◆ Task prompt:
In the data below, the copy begins at the line containing "Identify one keypoint per instance of the spiral" and runs through the last line; repeat those lines exactly, minus the pictures.

◆ Source material:
####################

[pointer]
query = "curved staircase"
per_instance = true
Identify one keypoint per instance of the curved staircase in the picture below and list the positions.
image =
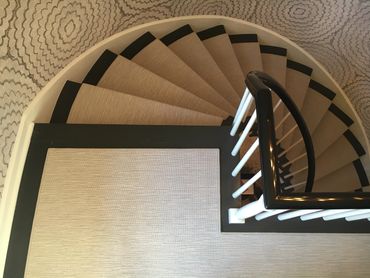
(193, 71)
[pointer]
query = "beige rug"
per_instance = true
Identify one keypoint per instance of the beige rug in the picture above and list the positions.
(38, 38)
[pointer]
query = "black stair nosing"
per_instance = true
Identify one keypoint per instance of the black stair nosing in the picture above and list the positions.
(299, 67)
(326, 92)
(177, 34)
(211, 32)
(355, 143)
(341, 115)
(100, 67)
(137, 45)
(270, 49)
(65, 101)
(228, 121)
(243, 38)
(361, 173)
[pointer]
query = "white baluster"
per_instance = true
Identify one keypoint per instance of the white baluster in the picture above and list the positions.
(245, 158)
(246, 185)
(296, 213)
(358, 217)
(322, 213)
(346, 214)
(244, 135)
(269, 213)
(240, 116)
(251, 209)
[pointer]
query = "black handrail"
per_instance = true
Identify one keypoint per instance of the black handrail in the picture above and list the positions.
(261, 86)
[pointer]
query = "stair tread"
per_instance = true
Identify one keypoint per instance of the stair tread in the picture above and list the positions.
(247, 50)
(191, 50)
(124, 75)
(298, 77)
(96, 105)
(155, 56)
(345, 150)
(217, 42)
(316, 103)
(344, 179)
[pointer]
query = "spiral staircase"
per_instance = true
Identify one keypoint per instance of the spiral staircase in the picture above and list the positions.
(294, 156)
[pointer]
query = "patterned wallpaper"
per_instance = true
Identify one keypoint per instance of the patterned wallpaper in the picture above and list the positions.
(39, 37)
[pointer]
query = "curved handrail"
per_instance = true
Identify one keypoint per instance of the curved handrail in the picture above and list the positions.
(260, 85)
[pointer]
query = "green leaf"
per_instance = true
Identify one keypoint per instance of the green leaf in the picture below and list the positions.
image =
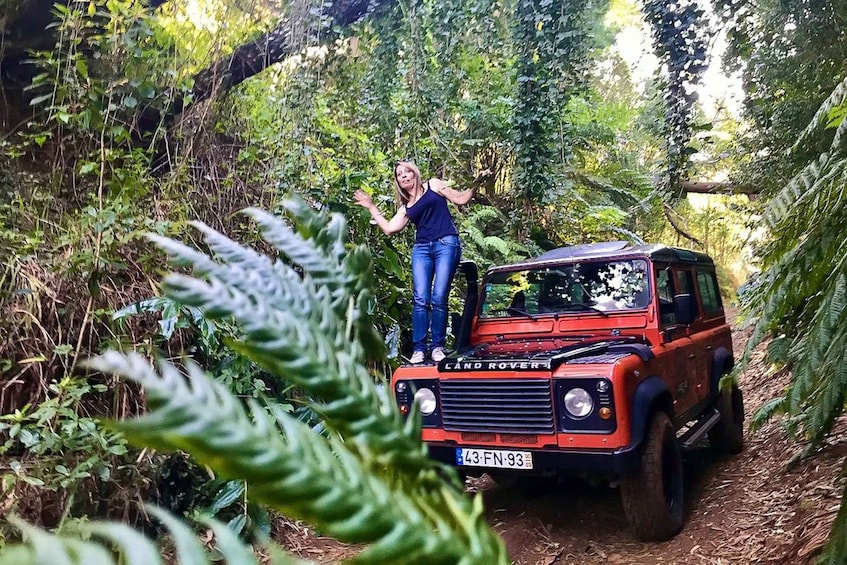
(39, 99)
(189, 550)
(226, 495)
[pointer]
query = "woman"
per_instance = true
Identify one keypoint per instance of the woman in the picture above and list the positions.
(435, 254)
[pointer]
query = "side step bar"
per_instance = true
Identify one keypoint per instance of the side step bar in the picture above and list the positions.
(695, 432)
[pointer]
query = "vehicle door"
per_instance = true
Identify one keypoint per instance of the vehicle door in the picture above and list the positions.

####################

◆ Your response:
Identify one keypoint per instance of the spiral staircase in the picture above and list the positions.
(294, 156)
[pointer]
query = "patterned wallpaper"
per_instance = true
Identify one keypoint per instance of the patterned wallpaper in the picture above and list the positions.
(39, 37)
[pointer]
query = "curved handrail"
per_instance = true
Identify one keypoint per instance of the curved handrail in the picture above and list the positions.
(260, 85)
[pointer]
query = "green leaf"
per_instance = true
Identify one keypoint per instance of the green leaf in the picture below and list the positions.
image =
(39, 99)
(189, 550)
(226, 495)
[pointer]
query = "woman"
per_instance = true
Identify one keypoint per instance of the woman in the picture above and list the positions.
(435, 254)
[pointer]
query = "side step bar"
per_instance = true
Identify one keypoint per instance of the side step bar in the picture above and list the positions.
(695, 432)
[pointer]
query = "vehicle door"
per_instance = true
Identify one keypoint per instance of the vehicle door in the picture above and list the positions.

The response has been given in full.